- _WHAT IS REQUIRED_
Give every line from the start of the items through the line containing "[(399, 18)]", both included, as a JSON list of strings with one string per line, leaving out blank lines.

Pointing data excerpts

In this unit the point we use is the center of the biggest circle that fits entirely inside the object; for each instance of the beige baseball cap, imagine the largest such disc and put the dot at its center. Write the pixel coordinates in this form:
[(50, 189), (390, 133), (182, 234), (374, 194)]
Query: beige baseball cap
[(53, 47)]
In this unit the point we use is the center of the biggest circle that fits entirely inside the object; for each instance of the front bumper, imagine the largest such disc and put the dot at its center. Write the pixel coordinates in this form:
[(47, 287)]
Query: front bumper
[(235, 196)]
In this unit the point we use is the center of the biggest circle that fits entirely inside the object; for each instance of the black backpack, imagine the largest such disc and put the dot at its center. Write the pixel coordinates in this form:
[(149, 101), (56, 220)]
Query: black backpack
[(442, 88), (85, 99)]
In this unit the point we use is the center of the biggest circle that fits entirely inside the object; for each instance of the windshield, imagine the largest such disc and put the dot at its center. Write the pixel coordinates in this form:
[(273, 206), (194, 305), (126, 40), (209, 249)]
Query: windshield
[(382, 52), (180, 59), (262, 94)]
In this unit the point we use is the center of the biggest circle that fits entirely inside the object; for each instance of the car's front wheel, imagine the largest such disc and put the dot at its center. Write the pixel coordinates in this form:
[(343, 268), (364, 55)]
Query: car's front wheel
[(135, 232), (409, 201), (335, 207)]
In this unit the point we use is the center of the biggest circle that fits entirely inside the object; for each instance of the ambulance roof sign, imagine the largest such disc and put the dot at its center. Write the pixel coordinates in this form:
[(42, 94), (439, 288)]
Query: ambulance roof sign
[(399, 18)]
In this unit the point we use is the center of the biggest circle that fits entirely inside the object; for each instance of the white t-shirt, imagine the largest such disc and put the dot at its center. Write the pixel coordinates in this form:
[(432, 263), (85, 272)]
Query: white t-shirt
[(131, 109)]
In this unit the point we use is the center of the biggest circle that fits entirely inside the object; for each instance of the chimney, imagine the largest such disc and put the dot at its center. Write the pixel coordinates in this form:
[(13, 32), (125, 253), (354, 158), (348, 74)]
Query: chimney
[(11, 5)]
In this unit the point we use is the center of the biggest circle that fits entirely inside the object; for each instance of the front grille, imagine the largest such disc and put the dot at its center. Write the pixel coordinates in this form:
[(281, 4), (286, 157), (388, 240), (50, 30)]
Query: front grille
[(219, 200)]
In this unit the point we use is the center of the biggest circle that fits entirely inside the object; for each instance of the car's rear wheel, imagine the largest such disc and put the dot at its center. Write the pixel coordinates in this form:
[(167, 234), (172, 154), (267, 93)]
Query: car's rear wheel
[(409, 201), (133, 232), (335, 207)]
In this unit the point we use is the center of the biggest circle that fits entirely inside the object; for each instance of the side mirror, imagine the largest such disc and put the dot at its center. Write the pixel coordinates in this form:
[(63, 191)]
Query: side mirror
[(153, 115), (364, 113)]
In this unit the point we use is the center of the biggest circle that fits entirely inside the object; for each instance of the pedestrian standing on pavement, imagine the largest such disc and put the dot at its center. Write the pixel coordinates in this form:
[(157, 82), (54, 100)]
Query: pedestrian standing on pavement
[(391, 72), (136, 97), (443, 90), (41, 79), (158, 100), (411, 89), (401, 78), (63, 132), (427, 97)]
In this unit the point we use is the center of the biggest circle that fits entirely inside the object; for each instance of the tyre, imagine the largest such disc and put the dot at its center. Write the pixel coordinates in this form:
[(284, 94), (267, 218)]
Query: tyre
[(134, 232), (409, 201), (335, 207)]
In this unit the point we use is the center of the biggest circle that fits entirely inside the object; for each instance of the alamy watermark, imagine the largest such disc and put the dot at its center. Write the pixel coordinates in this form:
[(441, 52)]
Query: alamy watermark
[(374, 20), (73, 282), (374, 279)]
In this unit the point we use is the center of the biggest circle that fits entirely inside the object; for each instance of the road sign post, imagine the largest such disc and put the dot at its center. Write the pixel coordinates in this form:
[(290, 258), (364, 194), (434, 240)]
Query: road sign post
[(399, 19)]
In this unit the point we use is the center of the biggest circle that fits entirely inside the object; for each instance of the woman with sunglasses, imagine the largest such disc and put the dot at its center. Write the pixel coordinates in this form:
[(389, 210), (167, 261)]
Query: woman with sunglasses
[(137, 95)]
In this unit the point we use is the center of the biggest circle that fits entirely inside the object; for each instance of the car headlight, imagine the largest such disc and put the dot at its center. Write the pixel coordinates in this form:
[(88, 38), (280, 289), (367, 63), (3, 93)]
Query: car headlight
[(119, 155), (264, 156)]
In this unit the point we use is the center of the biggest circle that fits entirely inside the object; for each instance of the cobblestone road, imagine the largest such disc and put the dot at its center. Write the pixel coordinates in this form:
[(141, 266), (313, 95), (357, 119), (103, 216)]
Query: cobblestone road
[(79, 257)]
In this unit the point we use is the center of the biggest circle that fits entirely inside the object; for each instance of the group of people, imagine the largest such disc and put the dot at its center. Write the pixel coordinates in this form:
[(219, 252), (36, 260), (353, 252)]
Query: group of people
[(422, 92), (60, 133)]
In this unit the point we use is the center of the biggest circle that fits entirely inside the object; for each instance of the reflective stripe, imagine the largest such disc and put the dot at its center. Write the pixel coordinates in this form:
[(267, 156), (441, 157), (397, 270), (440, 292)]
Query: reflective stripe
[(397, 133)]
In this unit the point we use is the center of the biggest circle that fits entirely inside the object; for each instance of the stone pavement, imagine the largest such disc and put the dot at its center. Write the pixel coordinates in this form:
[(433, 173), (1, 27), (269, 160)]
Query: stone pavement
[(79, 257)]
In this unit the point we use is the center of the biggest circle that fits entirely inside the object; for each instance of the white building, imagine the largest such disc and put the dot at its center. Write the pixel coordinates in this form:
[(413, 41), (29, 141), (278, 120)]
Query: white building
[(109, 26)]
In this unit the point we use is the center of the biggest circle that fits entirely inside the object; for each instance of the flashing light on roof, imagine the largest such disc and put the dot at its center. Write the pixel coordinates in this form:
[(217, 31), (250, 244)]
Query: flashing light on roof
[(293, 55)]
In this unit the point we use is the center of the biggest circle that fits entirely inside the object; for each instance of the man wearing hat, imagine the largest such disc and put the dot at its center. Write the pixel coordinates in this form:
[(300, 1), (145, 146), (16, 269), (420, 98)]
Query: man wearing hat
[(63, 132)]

- _SOLUTION TO THE PROBLEM_
[
  "In this unit the point we use is the center of the biggest circle that fits entirely inside the object; for each instance of the beige baseball cap, imagine the largest such disc and put the dot at its center. Write the pixel coordinates in this form:",
  "[(50, 189), (390, 133), (182, 234), (374, 194)]",
  "Query: beige baseball cap",
  "[(53, 47)]",
  "In this unit the point we use is the center of the biggest circle that fits entirely inside the object; for each instance of the front bumper, imagine the largest such disc and put the dot at its center. Write the pixel coordinates in this form:",
  "[(47, 287)]",
  "Query: front bumper",
  "[(235, 196)]",
  "In this unit the point we use is the center of the biggest circle that fits entirely inside the object; for each instance of the black backpack, imagine the largest such disc and put the dot at its center. Write the pixel coordinates in this form:",
  "[(149, 101), (56, 220)]",
  "Query: black backpack",
  "[(442, 88), (85, 99)]",
  "In this unit the point we use is the center of the biggest circle that fits entirely inside the object; for each instance of the windshield, imagine the largest such disc and put the dot at its center. Write the pixel coordinates in this form:",
  "[(273, 206), (194, 305), (126, 40), (209, 249)]",
  "Query: windshield",
  "[(382, 52), (180, 59), (262, 94)]",
  "In this unit the point we use is the center of the biggest circle that fits entirely inside the object; for each instance of the car's front wheel, imagine the largest such disc and put the dot at its center. Write the pixel coordinates in this form:",
  "[(343, 268), (364, 55)]",
  "Query: car's front wheel",
  "[(135, 232), (409, 201), (335, 207)]",
  "In this unit the point we use is the center of the biggest circle that fits entirely inside the object; for each instance of the ambulance roof sign, imagine the largest such disc and put the dot at its center. Write the pixel coordinates in this form:",
  "[(42, 94), (439, 288)]",
  "Query: ambulance roof sign",
  "[(399, 18)]"
]